Requirements: Pull every line from the entries below and reproduce each one word for word, in the same order.

* begin Source records *

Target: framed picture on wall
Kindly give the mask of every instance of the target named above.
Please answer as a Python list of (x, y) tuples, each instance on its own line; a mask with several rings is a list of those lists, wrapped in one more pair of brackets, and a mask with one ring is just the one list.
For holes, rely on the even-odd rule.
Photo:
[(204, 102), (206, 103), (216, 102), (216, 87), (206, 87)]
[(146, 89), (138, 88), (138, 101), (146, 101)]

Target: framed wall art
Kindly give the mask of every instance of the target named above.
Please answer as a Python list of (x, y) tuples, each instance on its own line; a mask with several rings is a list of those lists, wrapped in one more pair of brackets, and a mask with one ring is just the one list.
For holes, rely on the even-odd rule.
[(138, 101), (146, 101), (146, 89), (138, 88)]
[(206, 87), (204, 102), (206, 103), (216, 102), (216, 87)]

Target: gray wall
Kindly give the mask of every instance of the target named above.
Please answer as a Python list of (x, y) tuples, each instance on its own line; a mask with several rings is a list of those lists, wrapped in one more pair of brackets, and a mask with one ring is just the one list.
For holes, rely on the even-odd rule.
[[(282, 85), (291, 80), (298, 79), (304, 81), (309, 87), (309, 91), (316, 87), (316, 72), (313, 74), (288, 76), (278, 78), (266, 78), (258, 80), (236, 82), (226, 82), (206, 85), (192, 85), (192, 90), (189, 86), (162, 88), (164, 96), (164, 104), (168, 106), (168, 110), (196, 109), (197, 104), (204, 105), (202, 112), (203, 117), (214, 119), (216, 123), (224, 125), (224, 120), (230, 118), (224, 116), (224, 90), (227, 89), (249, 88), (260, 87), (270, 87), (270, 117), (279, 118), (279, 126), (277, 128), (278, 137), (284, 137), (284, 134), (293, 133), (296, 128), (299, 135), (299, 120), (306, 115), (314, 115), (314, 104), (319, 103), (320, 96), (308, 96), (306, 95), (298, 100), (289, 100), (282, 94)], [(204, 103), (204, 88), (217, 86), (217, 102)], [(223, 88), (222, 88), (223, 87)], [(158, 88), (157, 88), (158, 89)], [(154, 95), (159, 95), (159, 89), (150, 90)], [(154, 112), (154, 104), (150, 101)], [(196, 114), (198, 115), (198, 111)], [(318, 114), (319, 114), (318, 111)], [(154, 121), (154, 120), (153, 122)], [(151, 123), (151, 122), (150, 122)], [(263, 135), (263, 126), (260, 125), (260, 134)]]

* end Source records *

Solution to this task:
Target: framed picture on wall
Kindly give the mask of every instance of the target named above.
Please answer as a Python list of (x, y) tuples, each instance on its own line; a mask with several rings is a list of those lists, wrapped in one more pair of brackets, and a mask with one ring is just the one list.
For holes, rely on the even-odd rule.
Photo:
[(204, 102), (206, 103), (216, 102), (216, 87), (206, 87)]
[(146, 89), (138, 88), (138, 101), (146, 101)]

Target: framed wall art
Kindly give the mask of every instance of the target named above.
Please answer as a Python list of (x, y) tuples, each instance on its own line; a mask with several rings is a list of those lists, wrapped in one more pair of brackets, and a mask with one ring is just the one list.
For holes, rely on the even-odd rule.
[(138, 101), (146, 101), (146, 89), (138, 88)]
[(206, 87), (204, 102), (206, 103), (216, 102), (216, 87)]

Target: gray wall
Kindly give the mask of every instance of the target named above.
Please answer as a Python list of (x, y) tuples, each instance on its own line; a mask with several rings is a list of those lists, wrapped in one more pair of brackets, and a mask with one ring is just the one list.
For holes, rely on the even-odd rule.
[[(282, 85), (291, 80), (298, 79), (304, 81), (309, 87), (309, 91), (316, 87), (316, 72), (313, 74), (288, 76), (278, 78), (266, 78), (258, 80), (236, 82), (226, 82), (206, 85), (192, 85), (192, 90), (189, 86), (162, 88), (164, 96), (164, 104), (168, 106), (168, 110), (196, 109), (197, 104), (204, 105), (202, 112), (203, 117), (214, 119), (216, 123), (224, 125), (224, 120), (230, 118), (224, 116), (224, 90), (227, 89), (249, 88), (260, 87), (270, 87), (270, 117), (279, 118), (279, 126), (277, 128), (278, 137), (284, 137), (284, 134), (293, 133), (296, 128), (299, 135), (299, 120), (306, 115), (314, 115), (314, 104), (319, 103), (320, 96), (308, 96), (306, 95), (298, 100), (289, 100), (282, 94)], [(204, 103), (204, 88), (217, 86), (217, 102)], [(223, 88), (222, 88), (223, 87)], [(158, 88), (157, 88), (158, 89)], [(154, 95), (159, 95), (159, 89), (150, 90)], [(154, 112), (154, 104), (150, 101)], [(196, 114), (198, 115), (198, 111)], [(318, 114), (319, 114), (318, 111)], [(154, 121), (154, 120), (153, 122)], [(151, 123), (151, 122), (150, 122)], [(263, 135), (263, 126), (260, 125), (260, 134)]]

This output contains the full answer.